START SUPPLIED MATERIAL

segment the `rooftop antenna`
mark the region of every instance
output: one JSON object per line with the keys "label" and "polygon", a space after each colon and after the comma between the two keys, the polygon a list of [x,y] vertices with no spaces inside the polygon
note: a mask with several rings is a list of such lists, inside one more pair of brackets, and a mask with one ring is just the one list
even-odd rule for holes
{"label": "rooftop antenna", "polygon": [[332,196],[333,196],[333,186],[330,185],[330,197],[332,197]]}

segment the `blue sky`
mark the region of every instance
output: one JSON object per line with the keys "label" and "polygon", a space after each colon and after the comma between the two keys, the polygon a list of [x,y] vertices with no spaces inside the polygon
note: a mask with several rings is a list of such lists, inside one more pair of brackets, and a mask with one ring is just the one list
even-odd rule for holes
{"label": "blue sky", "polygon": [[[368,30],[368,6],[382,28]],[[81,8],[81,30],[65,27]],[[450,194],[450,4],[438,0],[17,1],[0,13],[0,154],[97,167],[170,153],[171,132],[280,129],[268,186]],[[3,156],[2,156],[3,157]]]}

END SUPPLIED MATERIAL

Reply with every line of the material above, unaltered.

**ANSWER SPACE**.
segment the `rooftop antenna`
mark the region of every instance
output: one JSON object per line with the keys "label" and "polygon", a space after each colon and after the comma between the two keys, the polygon a list of [x,y] vertices with no spaces inside the polygon
note: a mask with several rings is a list of such lists, inside one more pair of brackets, and a mask with one ring is just the one list
even-odd rule for holes
{"label": "rooftop antenna", "polygon": [[332,196],[333,196],[333,186],[330,185],[330,197],[332,197]]}

segment the `blue sky`
mark the region of every instance
output: one JSON object per line with the keys "label" and "polygon", a space after each colon and after the comma between the two keys, the polygon a list of [x,y] vertices with no spaces inside the polygon
note: a mask with several rings is a list of such lists, inside one more pair of brackets, and a mask with one ring is just the one list
even-odd rule for holes
{"label": "blue sky", "polygon": [[[368,30],[368,6],[382,28]],[[81,8],[81,30],[65,27]],[[450,194],[450,4],[438,0],[17,1],[0,13],[0,154],[97,167],[170,153],[171,132],[280,129],[268,186]],[[3,156],[2,156],[3,157]]]}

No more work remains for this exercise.